YOUR OBJECTIVE – When you set down the entries, keep every word exactly as it is but drop the pictures.

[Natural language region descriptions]
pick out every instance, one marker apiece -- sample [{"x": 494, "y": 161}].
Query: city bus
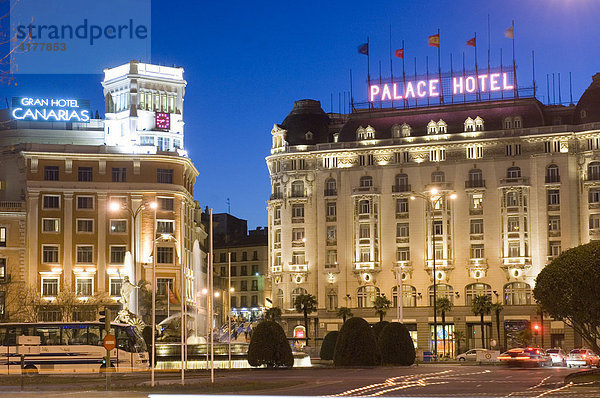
[{"x": 69, "y": 347}]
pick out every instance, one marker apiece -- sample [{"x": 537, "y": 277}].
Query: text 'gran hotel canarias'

SOLUTION FOR THIS EXERCISE –
pick out every instance, one marker apiece -- sample [{"x": 494, "y": 161}].
Query: city bus
[{"x": 69, "y": 347}]
pick out every instance, one marker apiece -- sample [{"x": 537, "y": 277}].
Query: text 'gran hotel canarias'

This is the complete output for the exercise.